Preprint Article Version 1 Preserved in Portico This version is not peer-reviewed

# All-$t_{2g}$ Electronic Orbital Reconstruction of Monoclinic MoO$_2$ Battery Material

Version 1 : Received: 3 July 2020 / Approved: 5 July 2020 / Online: 5 July 2020 (12:50:22 CEST)

A peer-reviewed article of this Preprint also exists.

Craco, L.; Leoni, S. All-t2g Electronic Orbital Reconstruction of Monoclinic MoO2 Battery Material. Appl. Sci. 2020, 10, 5730. Craco, L.; Leoni, S. All-t2g Electronic Orbital Reconstruction of Monoclinic MoO2 Battery Material. Appl. Sci. 2020, 10, 5730.

[Entries for pointing at named objects]
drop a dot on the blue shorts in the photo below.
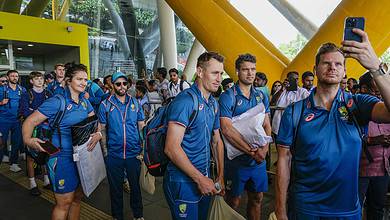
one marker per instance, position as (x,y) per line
(63,174)
(184,200)
(303,216)
(252,179)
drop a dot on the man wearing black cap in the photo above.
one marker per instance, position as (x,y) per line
(121,117)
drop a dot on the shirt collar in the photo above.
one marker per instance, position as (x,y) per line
(339,98)
(239,92)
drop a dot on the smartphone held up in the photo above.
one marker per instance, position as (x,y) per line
(349,24)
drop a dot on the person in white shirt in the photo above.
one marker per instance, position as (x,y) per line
(176,85)
(291,93)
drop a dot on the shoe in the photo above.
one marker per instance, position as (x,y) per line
(15,168)
(35,191)
(5,159)
(48,186)
(126,187)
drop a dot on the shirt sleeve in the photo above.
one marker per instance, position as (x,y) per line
(365,104)
(181,109)
(25,104)
(50,107)
(89,106)
(140,113)
(266,102)
(102,113)
(286,130)
(226,104)
(217,123)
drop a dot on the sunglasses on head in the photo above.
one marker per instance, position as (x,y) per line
(121,83)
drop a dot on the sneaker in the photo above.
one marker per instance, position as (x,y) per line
(126,187)
(48,186)
(35,191)
(15,168)
(5,159)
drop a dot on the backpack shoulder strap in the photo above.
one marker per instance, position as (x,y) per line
(31,96)
(59,116)
(362,135)
(181,85)
(234,97)
(195,111)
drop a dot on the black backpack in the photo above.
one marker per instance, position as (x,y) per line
(154,134)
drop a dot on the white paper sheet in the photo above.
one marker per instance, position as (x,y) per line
(250,126)
(90,165)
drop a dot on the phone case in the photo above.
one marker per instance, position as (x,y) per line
(350,23)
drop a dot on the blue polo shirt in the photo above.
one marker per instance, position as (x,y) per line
(74,113)
(9,112)
(55,88)
(123,135)
(196,141)
(326,155)
(232,103)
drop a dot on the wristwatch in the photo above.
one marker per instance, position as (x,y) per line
(383,70)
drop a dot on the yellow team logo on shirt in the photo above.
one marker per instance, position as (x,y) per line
(84,105)
(183,208)
(343,113)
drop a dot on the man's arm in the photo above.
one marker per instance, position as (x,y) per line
(217,148)
(262,152)
(365,55)
(282,181)
(234,136)
(176,154)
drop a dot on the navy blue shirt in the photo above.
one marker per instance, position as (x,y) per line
(196,142)
(33,100)
(11,111)
(326,154)
(74,113)
(123,135)
(232,103)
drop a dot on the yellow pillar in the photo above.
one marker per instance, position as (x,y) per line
(377,25)
(219,31)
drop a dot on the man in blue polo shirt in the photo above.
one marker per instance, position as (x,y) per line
(247,171)
(187,181)
(121,117)
(11,98)
(58,85)
(324,155)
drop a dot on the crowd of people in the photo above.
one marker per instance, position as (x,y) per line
(332,138)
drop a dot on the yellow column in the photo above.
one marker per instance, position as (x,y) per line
(377,25)
(218,31)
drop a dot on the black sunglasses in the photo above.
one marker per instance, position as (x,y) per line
(121,83)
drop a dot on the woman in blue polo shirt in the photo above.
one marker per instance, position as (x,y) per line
(62,169)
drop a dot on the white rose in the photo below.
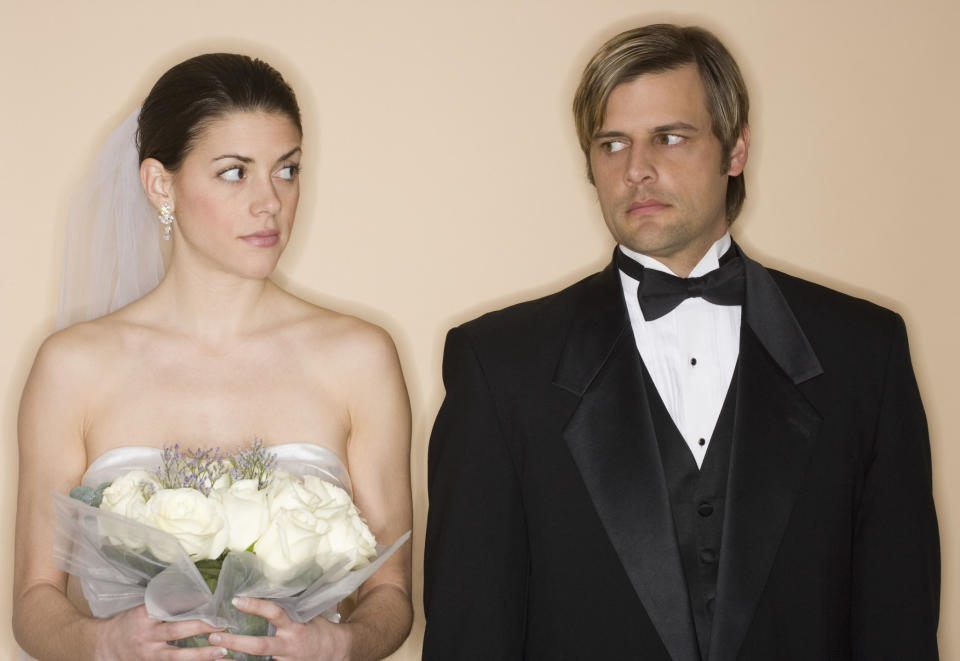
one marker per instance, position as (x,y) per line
(125,495)
(196,521)
(347,544)
(288,546)
(247,513)
(286,492)
(327,494)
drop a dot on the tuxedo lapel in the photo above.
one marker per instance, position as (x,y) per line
(612,441)
(775,428)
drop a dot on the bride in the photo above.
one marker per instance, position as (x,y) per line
(213,356)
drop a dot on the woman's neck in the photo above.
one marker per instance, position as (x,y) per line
(212,305)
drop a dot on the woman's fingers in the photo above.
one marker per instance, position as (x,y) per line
(185,629)
(268,610)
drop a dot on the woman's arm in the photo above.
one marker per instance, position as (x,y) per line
(52,459)
(379,463)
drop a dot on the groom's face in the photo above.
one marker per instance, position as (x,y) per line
(660,172)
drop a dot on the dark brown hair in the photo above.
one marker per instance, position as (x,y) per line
(194,93)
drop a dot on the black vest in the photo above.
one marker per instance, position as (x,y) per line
(697,500)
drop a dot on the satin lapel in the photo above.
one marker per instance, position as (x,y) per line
(774,432)
(612,440)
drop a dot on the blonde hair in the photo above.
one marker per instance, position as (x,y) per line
(655,49)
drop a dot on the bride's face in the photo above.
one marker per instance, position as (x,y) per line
(235,196)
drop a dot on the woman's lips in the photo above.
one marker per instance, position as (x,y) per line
(263,239)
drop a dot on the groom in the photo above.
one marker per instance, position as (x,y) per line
(729,464)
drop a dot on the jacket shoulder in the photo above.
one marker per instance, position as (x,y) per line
(832,319)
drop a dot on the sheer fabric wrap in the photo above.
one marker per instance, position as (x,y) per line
(112,252)
(123,563)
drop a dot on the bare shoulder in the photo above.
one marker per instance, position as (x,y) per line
(343,340)
(75,354)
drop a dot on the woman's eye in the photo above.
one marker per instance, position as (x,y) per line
(232,174)
(614,146)
(289,172)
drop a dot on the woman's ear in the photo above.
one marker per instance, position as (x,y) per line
(156,182)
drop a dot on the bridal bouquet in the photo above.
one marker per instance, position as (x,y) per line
(204,527)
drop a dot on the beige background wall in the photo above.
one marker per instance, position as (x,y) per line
(442,176)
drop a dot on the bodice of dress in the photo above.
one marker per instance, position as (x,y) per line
(297,458)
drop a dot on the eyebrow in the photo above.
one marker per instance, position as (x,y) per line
(247,159)
(663,128)
(676,126)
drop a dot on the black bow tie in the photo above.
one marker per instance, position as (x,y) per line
(659,292)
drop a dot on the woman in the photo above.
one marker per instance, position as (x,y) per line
(213,356)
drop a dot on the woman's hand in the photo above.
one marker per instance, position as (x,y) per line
(293,641)
(135,635)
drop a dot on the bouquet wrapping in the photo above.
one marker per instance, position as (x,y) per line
(292,541)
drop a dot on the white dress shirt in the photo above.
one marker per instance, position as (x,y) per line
(690,352)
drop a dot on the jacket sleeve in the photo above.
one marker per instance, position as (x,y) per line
(896,570)
(476,554)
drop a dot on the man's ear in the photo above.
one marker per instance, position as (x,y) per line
(156,182)
(738,155)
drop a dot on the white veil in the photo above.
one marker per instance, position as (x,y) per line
(112,253)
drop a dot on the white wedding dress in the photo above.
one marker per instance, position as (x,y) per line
(296,458)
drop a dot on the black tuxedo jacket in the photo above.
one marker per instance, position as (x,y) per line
(550,534)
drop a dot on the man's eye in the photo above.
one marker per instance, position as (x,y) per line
(614,146)
(232,174)
(289,172)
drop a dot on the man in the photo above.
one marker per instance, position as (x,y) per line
(729,464)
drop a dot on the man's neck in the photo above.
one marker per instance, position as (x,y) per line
(683,267)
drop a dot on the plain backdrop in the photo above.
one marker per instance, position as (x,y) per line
(442,177)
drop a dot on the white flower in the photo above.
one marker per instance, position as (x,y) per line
(196,521)
(288,546)
(287,492)
(246,511)
(347,542)
(125,495)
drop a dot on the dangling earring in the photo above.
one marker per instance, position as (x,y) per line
(166,219)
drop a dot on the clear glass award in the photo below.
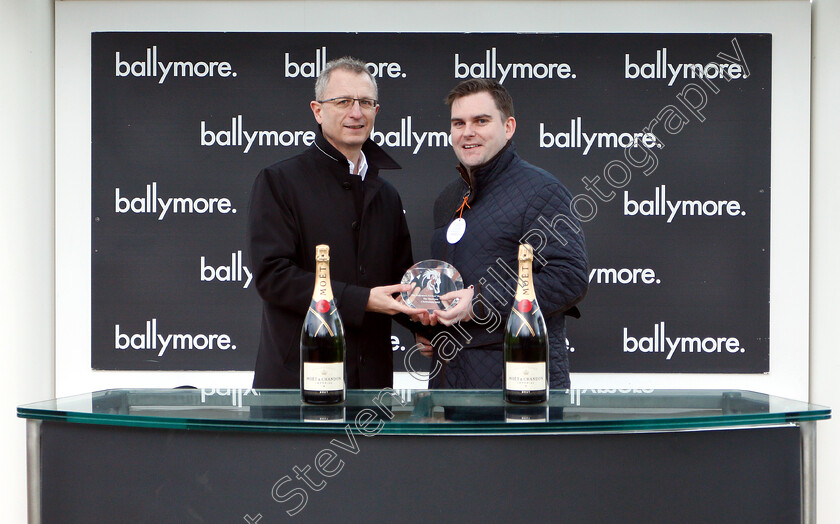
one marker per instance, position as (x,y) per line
(430,279)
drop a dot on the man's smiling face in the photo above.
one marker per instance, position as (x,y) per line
(479,130)
(346,129)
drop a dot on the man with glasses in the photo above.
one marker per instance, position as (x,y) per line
(331,194)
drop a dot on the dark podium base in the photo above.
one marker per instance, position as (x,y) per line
(104,474)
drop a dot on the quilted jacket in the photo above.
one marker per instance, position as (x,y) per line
(509,201)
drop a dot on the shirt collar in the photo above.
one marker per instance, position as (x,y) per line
(362,165)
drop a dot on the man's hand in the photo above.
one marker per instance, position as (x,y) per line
(382,300)
(462,312)
(426,348)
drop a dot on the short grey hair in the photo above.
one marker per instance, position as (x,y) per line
(345,63)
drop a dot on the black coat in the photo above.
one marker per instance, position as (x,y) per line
(312,199)
(511,201)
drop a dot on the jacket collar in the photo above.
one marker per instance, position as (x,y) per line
(376,157)
(480,176)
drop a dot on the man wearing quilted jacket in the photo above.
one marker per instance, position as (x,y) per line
(497,202)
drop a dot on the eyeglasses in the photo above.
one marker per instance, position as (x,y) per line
(343,102)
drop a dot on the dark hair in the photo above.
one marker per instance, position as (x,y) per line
(345,63)
(503,100)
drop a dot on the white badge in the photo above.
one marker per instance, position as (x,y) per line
(456,230)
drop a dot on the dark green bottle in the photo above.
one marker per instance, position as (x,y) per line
(322,345)
(526,340)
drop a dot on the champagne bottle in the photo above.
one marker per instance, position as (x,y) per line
(526,340)
(322,345)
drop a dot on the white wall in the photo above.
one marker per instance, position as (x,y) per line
(26,232)
(825,250)
(27,298)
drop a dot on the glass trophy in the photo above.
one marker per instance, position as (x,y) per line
(430,279)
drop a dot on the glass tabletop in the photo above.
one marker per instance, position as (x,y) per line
(426,412)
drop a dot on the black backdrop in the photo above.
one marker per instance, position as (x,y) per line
(674,190)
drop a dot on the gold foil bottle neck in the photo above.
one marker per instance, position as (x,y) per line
(322,253)
(526,253)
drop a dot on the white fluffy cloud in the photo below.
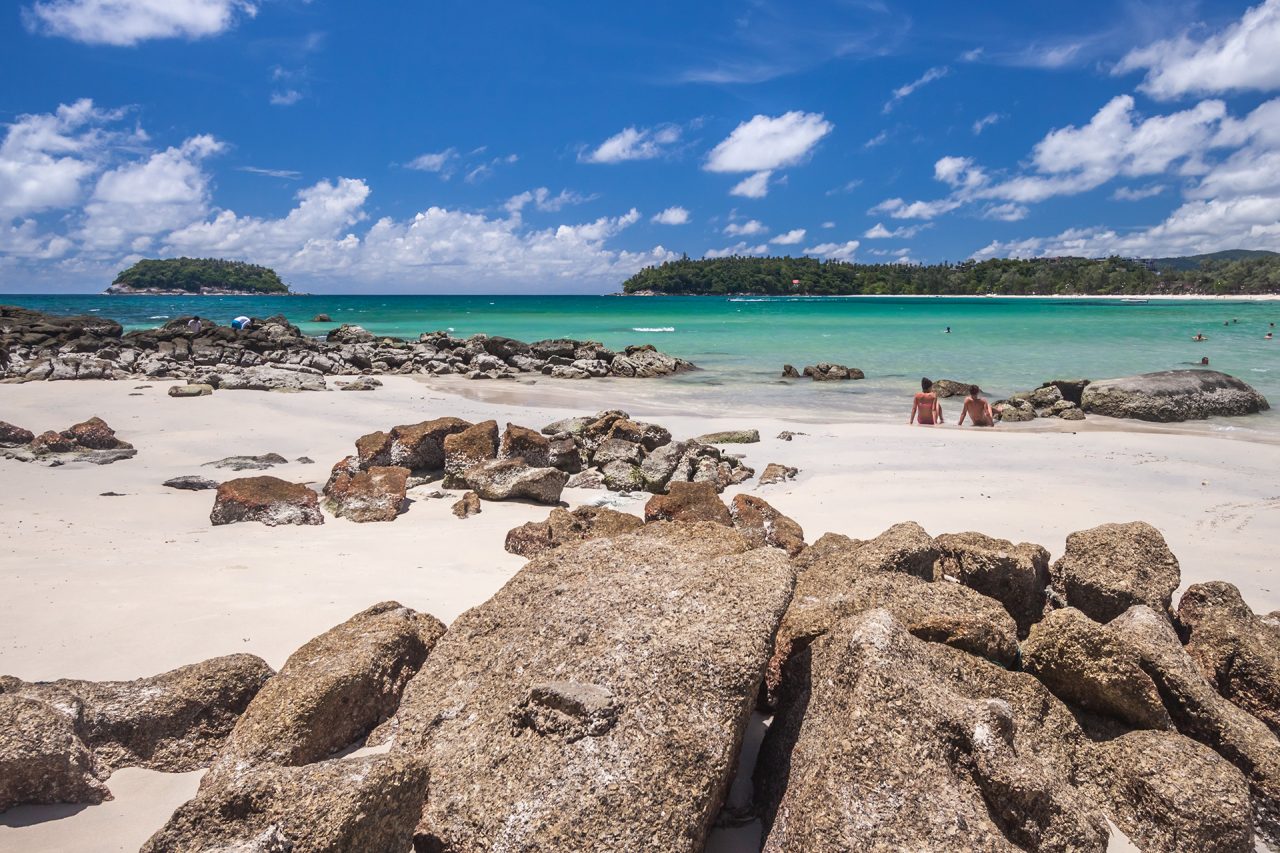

__Exercises__:
A - Change "peer-reviewed" to "refereed" in the preprint page text starting with "Preprint Article Version" and going on through "Preprint also exists.", then write out that stretch.
B - Pick out each line of the listing that contains the word "white".

__Per-task answers__:
A -
Preprint Article Version 1 Preserved in Portico This version is not refereed

# All-$t_{2g}$ Electronic Orbital Reconstruction of Monoclinic MoO$_2$ Battery Material

Version 1 : Received: 3 July 2020 / Approved: 5 July 2020 / Online: 5 July 2020 (12:50:22 CEST)

A refereed article of this Preprint also exists.

B -
drop a dot on the person in white shirt in the photo above.
drop a dot on the white paper sheet in the photo above.
drop a dot on the white rose in the photo below.
drop a dot on the white dress shirt in the photo above.
drop a dot on the white veil in the photo above.
drop a dot on the white wedding dress in the photo above.
drop a dot on the white flower in the photo above.
drop a dot on the white badge in the photo above.
drop a dot on the white wall in the photo above.
drop a dot on the white fluffy cloud in the photo below.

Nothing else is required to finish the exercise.